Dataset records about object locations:
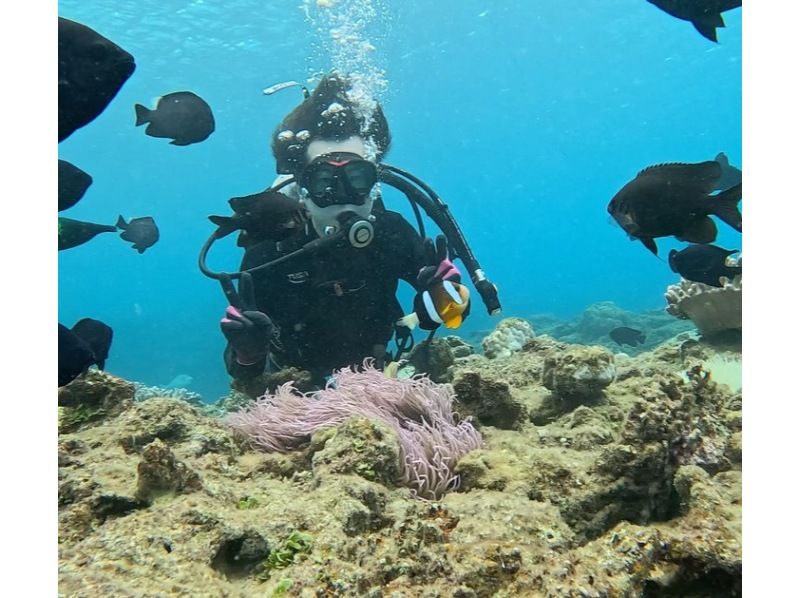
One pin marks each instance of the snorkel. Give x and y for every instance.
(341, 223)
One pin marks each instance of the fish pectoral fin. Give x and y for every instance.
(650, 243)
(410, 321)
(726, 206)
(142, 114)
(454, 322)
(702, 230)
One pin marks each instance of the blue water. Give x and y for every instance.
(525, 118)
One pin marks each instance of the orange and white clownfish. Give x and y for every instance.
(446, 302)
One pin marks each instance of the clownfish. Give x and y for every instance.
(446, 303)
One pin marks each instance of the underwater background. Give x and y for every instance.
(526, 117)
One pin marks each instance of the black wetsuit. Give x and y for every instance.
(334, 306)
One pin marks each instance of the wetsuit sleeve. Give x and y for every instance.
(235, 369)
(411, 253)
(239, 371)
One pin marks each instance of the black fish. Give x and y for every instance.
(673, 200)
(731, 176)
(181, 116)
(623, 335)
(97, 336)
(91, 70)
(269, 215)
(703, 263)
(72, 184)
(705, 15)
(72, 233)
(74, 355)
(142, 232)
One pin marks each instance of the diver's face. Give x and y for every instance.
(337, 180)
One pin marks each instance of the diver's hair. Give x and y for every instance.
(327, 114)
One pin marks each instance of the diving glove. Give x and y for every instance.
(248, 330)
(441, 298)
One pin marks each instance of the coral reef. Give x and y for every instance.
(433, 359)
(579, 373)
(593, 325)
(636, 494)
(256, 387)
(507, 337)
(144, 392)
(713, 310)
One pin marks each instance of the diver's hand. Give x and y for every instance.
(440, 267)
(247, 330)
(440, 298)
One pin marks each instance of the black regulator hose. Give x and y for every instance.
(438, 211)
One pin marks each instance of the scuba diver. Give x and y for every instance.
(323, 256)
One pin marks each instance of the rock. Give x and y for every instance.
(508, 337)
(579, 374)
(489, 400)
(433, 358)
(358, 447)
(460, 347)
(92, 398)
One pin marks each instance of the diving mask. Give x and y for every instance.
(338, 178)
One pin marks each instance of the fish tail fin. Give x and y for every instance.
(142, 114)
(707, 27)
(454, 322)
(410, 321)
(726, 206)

Job:
Reproduce all the records verbatim, excluding images.

Solution to the problem:
One pin marks each instance of the snorkel. Give x and y for every instance.
(341, 223)
One pin marks each instance of the fish pectoral fin. Give x and y for every instance.
(650, 243)
(410, 321)
(726, 206)
(142, 114)
(454, 322)
(702, 230)
One pin marks each instance of the blue water. Give x and y for every instance.
(525, 118)
One pin marks each instance of the orange and white clownfish. Give x and y for every instance.
(446, 302)
One pin marks each instance of the clownfish. Give x and y for every instance.
(446, 303)
One pin marks each instance of the underwater background. Give x and y for every instance.
(526, 117)
One pin marks each instance of the black wetsuit. Give x and y for every instance.
(334, 306)
One pin marks each instance of the wetsuit sleeve. Give x and y for every instance.
(235, 369)
(411, 253)
(239, 371)
One pin marks each instance of the black fish. Give x and y for every instance.
(673, 200)
(731, 176)
(181, 116)
(623, 335)
(97, 336)
(91, 70)
(269, 215)
(703, 263)
(72, 184)
(705, 15)
(72, 233)
(74, 355)
(142, 232)
One pin marks each instance of the diver's face. Give x and y for every instance.
(337, 180)
One pin marks each instance of the diver's hair. Give x and y for every instance.
(327, 114)
One pin marks each instance of the diving glove. Give x and y for every instance.
(248, 330)
(441, 298)
One pin marks each instance of the coral reef. Give x and y for every instance.
(433, 359)
(579, 373)
(593, 325)
(636, 494)
(256, 387)
(507, 337)
(144, 392)
(713, 310)
One pin marks each instance of the diver's hand. Give x and y for every instance.
(440, 267)
(247, 330)
(440, 298)
One pin marks each instance of the black regulator hose. Give x and y for every instance.
(438, 211)
One pin marks each instance of the scuba diver. Give x and y for every instance.
(323, 256)
One pin marks each instance of the rock. Give x and y for every instance.
(508, 337)
(579, 374)
(489, 400)
(433, 358)
(358, 447)
(460, 347)
(92, 398)
One pin marks each instance of the diving mask. Give x and y for every instance.
(338, 178)
One pin marks each instance of the fish tail fin. Give x and y for every instance.
(142, 114)
(707, 27)
(454, 322)
(410, 321)
(726, 206)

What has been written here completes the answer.